* TASK DIRECTIONS *
At the line containing "the white dryer", begin retyping, and stop after the last line of the data; add nothing.

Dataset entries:
###
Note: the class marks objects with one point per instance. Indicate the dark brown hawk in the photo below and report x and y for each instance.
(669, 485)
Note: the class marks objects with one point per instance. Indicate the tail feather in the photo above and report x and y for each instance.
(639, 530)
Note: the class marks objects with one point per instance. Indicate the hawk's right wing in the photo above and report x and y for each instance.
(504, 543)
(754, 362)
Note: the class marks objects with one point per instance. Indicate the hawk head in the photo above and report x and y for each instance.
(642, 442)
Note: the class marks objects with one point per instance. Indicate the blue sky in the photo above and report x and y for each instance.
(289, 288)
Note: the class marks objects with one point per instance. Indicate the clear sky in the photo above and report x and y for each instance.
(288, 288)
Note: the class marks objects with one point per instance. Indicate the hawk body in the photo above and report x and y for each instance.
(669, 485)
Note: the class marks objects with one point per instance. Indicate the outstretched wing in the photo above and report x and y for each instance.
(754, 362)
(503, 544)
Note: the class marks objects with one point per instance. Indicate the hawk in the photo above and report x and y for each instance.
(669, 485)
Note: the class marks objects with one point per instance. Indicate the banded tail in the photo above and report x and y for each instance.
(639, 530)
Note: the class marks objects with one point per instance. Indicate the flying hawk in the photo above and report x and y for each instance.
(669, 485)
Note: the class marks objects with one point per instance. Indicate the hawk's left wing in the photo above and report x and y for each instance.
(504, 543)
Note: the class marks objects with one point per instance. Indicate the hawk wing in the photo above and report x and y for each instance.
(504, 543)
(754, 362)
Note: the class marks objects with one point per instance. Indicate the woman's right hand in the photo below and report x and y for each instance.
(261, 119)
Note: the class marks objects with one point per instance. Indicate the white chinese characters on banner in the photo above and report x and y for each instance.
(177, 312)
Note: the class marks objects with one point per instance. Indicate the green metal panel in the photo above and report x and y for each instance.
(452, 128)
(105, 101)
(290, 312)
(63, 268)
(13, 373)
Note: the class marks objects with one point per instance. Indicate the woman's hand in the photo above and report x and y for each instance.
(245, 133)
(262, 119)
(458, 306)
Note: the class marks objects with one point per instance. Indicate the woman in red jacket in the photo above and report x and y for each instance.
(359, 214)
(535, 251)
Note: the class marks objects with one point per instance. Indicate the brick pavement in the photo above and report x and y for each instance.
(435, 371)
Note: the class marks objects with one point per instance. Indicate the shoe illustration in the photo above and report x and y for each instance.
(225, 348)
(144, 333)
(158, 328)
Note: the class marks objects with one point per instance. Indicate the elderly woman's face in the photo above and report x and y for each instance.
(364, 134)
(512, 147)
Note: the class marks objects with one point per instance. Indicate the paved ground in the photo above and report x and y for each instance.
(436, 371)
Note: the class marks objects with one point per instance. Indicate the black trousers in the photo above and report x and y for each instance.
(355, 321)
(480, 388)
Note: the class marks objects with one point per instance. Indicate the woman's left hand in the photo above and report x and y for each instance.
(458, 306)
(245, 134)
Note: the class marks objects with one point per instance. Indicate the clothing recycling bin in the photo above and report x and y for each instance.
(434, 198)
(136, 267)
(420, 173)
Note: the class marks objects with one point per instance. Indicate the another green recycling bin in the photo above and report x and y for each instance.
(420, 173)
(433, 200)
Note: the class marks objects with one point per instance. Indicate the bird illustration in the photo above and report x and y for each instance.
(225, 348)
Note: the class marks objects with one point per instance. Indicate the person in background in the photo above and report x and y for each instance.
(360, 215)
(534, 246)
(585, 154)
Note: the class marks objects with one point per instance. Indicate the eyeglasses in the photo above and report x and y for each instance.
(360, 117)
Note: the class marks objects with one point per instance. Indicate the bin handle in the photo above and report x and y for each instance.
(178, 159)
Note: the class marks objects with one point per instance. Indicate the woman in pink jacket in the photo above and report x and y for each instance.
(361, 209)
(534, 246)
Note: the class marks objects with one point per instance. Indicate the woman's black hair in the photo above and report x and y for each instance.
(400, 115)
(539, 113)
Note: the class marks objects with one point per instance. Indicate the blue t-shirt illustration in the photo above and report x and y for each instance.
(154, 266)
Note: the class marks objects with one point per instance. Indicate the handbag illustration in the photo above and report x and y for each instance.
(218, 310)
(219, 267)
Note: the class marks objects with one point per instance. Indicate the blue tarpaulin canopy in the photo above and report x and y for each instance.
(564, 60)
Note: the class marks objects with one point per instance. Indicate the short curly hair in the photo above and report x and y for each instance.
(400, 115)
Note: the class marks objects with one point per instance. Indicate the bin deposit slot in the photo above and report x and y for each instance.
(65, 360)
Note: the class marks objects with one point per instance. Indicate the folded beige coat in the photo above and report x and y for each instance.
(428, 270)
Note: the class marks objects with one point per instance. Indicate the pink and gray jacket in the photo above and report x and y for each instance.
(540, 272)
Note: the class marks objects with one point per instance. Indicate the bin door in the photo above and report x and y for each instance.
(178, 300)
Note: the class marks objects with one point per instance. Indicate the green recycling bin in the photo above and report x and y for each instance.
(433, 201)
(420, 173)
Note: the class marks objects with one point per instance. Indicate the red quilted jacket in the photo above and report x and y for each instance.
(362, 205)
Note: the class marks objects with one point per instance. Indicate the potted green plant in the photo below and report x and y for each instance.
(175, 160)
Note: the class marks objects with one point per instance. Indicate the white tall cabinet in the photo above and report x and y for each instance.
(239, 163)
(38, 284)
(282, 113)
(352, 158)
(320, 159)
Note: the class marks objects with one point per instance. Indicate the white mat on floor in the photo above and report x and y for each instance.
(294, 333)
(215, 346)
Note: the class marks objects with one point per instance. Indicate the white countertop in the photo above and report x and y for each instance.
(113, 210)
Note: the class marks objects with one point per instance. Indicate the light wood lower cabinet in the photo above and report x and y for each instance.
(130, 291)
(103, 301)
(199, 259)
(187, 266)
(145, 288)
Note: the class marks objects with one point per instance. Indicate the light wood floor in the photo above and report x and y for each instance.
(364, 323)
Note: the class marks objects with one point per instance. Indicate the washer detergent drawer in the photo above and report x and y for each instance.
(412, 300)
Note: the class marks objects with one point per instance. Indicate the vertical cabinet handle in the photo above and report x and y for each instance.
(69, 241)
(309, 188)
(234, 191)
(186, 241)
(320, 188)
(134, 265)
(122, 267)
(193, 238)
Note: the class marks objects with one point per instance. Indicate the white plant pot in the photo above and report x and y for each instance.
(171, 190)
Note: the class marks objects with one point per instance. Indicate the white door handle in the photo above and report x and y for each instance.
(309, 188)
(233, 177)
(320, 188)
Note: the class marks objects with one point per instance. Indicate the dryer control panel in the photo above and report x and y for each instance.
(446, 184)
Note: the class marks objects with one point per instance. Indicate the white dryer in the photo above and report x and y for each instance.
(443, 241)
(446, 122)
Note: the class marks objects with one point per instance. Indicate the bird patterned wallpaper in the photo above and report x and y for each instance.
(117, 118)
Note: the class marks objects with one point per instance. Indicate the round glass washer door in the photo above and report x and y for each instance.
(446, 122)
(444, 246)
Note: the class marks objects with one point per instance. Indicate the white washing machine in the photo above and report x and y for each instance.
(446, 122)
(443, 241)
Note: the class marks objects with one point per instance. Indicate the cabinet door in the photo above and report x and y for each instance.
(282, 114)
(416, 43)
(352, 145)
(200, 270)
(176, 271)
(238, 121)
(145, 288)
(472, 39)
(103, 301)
###
* REPLY TO THE TASK *
Note: the class marks objects with one point per instance. Indicate the white dryer in the photo above and report x and y for each instance.
(443, 241)
(446, 122)
Note: the class marks objects with one point per instance. Indicate the bird patterned wallpaper in the photo above and report x and y for each instance.
(117, 118)
Note: the class marks objects with one point per instance. Indicate the round glass washer door in the photo above and report x and y for each instance.
(446, 122)
(444, 246)
Note: the class marks objects with one point per instance. Indicate the white washing machine in the photo above and report x and y for each instance.
(446, 122)
(443, 241)
Note: the class marks objects with one point per instance. Indicate the cabinet door in the photo above and report x and y for each instance.
(282, 114)
(416, 43)
(352, 145)
(200, 270)
(176, 271)
(238, 121)
(145, 288)
(472, 39)
(103, 301)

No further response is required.